本文:
+++

上記レート算出部は、上記振動子の発振周波数に基づいて、単位時間毎のレート換算値を算出するように構成される。
上記第1のフィルタ部は、上記レート算出部から出力されるレート換算値から異常値を除去するように構成される。
上記第2のフィルタ部は、上記第1のフィルタ部から出力されるレート換算値を平滑化するように構成される。
【0009】
上記膜厚制御装置によれば、上記レート算出部から出力される前記レート換算値から異常値を除去する第1のフィルタ部を備えているため、異常値が排除されたレート換算値をもとに第2のフィルタ部における平滑化処理が実行可能となる。これにより異常値を原因とする蒸着源への過剰フィードバック制御を抑制することができる。
【0010】
上記第1のフィルタ部は、異常値を除去できる機能があれば構成は特に限定されず、例えば、上記レート算出部から出力されるレート換算値から代表値を抽出するように構成される。上記代表値は、異常値であるとの蓋然性が低いレート換算値であればよい。典型的には、第1のフィルタ部は、中央値演算フィルタで構成される。サンプル数は特に限定されず、例えば蒸着源へのフィードバック制御に支障を来さない範囲で任意に設定可能である。
【0011】
一方、上記第2のフィルタ部は、平滑化機能を有するフィルタであれば構成は特に限定されず、典型的には、移動平均フィルタあるいは一次ローパスフィルタで構成される。移動平均には、単純移動平均、加重移動平均などが含まれる。サンプル数は特に限定されず、例えば蒸着源へのフィードバック制御に支障を来さない範囲で任意に設定可能である。
【0012】
上記膜厚制御装置は、第3のフィルタ部をさらに具備してもよい。上記第3のフィルタ部は、上記レート算出部から出力される上記レート換算値を平滑化し、平滑化したレート換算値を上記第1のフィルタ部へ出力する。
これにより、レート算出部から出力されるレート換算値に比較的大きな変動がある場合においても、第1のフィルタ部に入力される当該レート換算値の平滑化が可能となるため、測定精度の低下を抑制することができる。
【0013】
第3のフィルタ部は、平滑化機能を有するフィルタであれば構成は特に限定されず、典型的には、第2のフィルタ部と同様な移動平均フィルタあるいは一次ローパスフィルタで構成される。サンプル数は特に限定されず、例えば蒸着源へのフィードバック制御に支障を来さない範囲で任意に設定可能である。
【0014】
本発明の一形態に係る膜厚制御方法は、蒸着源を有する成膜装置に設置された振動子の発振周波数に基づいて成膜レートを測定し、測定された上記成膜レートに基づいて上記蒸着源を制御する膜厚制御方法であって、上記振動子の発振周波数に基づいて、単位時間毎のレート換算値を算出することを含む。

+++

行データ:
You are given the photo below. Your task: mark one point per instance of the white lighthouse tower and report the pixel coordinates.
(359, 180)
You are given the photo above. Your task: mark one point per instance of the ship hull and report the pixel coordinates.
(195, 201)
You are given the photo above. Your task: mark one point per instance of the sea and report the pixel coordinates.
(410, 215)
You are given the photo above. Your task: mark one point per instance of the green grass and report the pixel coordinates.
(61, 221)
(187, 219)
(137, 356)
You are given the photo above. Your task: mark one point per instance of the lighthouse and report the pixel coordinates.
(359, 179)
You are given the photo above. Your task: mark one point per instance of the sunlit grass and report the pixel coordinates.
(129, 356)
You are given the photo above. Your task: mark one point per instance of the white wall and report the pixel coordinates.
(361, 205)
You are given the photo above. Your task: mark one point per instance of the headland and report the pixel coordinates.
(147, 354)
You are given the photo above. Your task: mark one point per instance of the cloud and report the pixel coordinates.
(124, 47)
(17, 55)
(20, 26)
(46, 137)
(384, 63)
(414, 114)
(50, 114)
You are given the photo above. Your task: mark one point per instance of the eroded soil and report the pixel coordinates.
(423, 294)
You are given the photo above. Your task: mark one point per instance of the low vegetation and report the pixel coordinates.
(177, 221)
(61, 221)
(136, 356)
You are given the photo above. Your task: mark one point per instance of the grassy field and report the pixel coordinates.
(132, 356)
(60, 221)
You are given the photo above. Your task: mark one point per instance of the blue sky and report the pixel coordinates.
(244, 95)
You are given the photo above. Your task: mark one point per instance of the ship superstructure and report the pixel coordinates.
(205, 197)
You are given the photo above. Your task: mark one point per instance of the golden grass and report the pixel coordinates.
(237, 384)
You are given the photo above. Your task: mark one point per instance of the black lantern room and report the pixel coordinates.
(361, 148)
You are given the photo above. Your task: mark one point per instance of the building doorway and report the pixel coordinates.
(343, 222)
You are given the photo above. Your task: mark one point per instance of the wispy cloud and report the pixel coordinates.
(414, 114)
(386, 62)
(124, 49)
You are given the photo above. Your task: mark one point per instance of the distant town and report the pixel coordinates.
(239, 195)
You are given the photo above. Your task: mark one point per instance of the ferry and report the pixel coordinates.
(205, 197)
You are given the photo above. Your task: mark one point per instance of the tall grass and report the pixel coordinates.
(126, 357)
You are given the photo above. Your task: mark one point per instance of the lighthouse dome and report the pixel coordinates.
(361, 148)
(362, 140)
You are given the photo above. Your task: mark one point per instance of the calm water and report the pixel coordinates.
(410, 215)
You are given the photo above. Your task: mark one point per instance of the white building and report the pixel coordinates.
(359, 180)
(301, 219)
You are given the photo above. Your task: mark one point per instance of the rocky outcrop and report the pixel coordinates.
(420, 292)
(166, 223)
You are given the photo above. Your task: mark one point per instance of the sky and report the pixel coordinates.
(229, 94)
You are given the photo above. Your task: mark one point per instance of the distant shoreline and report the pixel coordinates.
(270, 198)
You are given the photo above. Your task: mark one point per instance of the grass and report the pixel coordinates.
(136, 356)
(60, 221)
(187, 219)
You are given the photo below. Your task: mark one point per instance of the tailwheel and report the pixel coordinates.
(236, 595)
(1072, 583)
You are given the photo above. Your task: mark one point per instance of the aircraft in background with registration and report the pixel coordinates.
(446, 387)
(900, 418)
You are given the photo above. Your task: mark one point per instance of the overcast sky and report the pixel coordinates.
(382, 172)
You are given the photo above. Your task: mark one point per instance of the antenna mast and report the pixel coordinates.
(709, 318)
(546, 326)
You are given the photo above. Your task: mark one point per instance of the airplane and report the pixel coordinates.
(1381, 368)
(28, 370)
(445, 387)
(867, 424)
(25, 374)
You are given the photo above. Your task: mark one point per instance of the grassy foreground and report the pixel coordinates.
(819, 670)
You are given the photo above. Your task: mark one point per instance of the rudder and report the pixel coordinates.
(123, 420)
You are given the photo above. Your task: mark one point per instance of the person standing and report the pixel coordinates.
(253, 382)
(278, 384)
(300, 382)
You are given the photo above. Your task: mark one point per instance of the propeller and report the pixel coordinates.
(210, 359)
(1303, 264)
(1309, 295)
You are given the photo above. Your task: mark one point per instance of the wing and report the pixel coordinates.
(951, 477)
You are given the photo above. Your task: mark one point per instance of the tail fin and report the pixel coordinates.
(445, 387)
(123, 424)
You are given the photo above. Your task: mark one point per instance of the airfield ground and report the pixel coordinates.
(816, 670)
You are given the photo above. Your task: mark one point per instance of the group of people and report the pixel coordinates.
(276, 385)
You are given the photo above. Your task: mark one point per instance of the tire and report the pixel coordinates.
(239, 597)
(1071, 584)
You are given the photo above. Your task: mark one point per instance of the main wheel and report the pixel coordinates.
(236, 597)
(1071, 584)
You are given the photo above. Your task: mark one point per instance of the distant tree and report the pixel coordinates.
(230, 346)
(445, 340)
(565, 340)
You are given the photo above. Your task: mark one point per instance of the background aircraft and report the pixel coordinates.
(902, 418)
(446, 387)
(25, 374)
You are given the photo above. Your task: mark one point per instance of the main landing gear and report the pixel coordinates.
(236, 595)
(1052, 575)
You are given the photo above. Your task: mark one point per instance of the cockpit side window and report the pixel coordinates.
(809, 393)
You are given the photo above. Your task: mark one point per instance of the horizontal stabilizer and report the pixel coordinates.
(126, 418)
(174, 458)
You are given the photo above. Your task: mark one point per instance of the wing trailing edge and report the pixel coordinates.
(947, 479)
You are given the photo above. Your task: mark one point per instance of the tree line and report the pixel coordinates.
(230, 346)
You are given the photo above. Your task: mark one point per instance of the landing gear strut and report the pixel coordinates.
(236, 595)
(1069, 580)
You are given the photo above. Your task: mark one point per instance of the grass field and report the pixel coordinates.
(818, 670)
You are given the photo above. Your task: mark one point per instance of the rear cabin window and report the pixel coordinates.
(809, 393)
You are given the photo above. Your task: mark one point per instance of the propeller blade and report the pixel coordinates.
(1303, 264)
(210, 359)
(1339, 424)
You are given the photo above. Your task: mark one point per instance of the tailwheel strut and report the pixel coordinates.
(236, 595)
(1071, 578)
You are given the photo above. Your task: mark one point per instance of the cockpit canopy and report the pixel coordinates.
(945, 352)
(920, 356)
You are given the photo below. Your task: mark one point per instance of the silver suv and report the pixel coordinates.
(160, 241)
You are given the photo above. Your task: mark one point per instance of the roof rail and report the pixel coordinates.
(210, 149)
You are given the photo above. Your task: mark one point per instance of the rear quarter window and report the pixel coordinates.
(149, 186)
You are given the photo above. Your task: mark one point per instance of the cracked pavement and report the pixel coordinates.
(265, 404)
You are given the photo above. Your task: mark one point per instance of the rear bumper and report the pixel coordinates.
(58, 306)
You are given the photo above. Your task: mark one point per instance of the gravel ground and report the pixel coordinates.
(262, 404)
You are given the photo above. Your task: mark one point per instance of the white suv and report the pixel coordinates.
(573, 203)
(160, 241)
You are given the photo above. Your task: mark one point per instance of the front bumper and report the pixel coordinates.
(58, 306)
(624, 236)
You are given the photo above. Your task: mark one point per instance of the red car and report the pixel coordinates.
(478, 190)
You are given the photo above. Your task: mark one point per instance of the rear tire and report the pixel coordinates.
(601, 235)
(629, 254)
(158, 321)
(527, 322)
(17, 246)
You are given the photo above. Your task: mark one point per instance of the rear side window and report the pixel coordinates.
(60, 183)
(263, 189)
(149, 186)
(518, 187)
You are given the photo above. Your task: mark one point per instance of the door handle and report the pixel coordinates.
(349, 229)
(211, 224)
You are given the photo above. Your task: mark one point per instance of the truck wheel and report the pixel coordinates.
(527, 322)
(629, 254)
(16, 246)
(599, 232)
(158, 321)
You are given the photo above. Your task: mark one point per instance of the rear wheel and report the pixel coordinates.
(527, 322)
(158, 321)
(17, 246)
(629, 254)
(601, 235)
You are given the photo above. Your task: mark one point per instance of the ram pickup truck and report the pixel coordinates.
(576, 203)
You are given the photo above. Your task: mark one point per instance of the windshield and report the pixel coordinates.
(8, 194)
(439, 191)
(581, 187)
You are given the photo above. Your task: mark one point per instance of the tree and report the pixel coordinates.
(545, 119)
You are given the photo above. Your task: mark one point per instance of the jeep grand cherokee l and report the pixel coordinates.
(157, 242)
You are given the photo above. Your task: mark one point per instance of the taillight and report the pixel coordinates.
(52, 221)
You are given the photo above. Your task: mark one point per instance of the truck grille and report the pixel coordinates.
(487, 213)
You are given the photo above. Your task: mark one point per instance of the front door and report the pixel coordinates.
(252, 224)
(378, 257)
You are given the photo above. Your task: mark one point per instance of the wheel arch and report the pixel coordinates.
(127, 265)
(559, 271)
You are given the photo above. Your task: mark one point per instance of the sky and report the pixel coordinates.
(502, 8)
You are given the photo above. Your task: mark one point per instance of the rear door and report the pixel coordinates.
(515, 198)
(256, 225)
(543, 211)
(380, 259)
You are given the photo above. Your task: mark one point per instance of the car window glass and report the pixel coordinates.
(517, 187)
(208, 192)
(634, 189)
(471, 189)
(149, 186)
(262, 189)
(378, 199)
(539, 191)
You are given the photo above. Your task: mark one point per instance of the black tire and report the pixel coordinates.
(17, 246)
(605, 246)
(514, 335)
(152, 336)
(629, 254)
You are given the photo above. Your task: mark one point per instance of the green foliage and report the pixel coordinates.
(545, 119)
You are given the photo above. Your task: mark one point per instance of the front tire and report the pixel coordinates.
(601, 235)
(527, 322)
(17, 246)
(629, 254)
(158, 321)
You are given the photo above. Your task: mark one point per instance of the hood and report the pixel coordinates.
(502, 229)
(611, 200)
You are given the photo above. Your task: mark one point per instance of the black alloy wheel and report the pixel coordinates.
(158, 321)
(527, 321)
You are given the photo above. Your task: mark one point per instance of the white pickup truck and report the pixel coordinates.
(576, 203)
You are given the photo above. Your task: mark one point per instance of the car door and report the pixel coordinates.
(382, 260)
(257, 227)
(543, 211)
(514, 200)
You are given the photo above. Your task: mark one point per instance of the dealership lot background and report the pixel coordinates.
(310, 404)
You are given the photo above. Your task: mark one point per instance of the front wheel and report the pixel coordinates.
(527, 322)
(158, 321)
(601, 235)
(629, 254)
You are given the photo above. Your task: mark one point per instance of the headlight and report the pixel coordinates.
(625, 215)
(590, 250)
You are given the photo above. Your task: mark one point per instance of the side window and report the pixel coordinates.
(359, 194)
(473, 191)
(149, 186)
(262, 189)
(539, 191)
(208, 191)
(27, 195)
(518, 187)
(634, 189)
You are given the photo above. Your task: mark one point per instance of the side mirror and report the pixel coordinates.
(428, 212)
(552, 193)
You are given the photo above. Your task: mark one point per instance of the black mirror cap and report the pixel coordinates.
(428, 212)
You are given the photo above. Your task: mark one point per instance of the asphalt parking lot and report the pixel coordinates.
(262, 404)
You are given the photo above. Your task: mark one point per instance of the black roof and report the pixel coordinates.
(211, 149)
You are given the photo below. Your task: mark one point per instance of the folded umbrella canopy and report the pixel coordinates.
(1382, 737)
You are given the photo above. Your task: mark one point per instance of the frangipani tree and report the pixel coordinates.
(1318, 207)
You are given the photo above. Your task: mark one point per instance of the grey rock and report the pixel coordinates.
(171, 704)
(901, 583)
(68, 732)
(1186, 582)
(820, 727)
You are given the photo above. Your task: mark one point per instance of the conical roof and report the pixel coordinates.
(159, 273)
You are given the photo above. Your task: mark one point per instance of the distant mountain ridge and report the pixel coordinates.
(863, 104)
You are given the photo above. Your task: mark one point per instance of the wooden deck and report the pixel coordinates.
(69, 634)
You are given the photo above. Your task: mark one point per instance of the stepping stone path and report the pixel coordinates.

+++

指示:
1 - 本文の「一方、上記第2のフィルタ部は」で始まる段落を、主な事実を残したまま箇条書きに短くまとめてもらえますか。
2 - 本文から「上記第1のフィルタ部は、上記」から「制御を抑制することができる。」までを一字も変えずに抜き出してください。
3 - 次の(a)〜(c)は本文の内容と合っていますか。それぞれ「はい」か「いいえ」で答え、判断の決め手となる本文の語句を正確に引用してください。
(a) 第1のフィルタ部は、典型的には中央値演算フィルタで構成される。
(b) 第3のフィルタ部は、平滑化したレート換算値を第2のフィルタ部へ出力する。
(c) 第2のフィルタ部は、第1のフィルタ部から出力されるレート換算値から異常値を除去する。

設問別の解答:
1 -
- 第2のフィルタ部は、平滑化機能を有するフィルタであれば構成は特に限定されない。
- 典型的には、移動平均フィルタか一次ローパスフィルタで構成される。
- 移動平均には、単純移動平均や加重移動平均などが含まれる。
- サンプル数は特に限定されず、蒸着源へのフィードバック制御に支障を来さない範囲で任意に設定できる。

2 -
上記第1のフィルタ部は、上記レート算出部から出力されるレート換算値から異常値を除去するように構成される。
上記第2のフィルタ部は、上記第1のフィルタ部から出力されるレート換算値を平滑化するように構成される。
【0009】
上記膜厚制御装置によれば、上記レート算出部から出力される前記レート換算値から異常値を除去する第1のフィルタ部を備えているため、異常値が排除されたレート換算値をもとに第2のフィルタ部における平滑化処理が実行可能となる。これにより異常値を原因とする蒸着源への過剰フィードバック制御を抑制することができる。

3 -
(a) はい:「典型的には、第1のフィルタ部は、中央値演算フィルタで構成される。」
(b) いいえ:「平滑化したレート換算値を上記第1のフィルタ部へ出力する。」
(c) いいえ:「上記第2のフィルタ部は、上記第1のフィルタ部から出力されるレート換算値を平滑化するように構成される。」